Exercise aim:
Count the lines in the data below that contain the string "flag", and reply with that number alone.
##########
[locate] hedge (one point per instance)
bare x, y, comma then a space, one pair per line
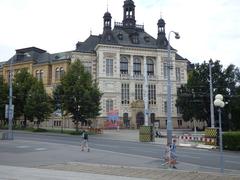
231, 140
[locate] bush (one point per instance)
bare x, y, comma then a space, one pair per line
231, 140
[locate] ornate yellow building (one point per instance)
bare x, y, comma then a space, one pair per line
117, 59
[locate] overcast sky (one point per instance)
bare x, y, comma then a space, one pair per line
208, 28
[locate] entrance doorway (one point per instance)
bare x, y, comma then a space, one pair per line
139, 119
##########
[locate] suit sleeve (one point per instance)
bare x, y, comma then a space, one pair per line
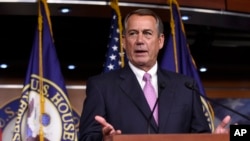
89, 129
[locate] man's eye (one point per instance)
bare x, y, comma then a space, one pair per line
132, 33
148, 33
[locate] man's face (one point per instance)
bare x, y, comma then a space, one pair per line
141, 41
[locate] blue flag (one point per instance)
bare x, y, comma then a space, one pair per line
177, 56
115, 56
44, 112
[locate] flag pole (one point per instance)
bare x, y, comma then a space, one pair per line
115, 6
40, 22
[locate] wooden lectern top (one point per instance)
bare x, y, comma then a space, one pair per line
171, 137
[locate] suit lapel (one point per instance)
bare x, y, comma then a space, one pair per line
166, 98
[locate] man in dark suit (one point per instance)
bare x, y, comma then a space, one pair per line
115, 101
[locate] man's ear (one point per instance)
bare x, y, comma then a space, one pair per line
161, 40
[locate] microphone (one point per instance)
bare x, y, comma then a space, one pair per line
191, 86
##########
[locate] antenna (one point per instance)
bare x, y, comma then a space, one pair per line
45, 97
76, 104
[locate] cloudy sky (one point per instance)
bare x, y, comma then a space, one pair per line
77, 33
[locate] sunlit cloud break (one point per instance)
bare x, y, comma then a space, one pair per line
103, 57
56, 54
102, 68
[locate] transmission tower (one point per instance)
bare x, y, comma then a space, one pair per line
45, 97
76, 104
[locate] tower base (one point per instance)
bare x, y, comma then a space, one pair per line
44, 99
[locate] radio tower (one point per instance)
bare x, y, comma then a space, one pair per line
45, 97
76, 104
##########
Answer in full:
2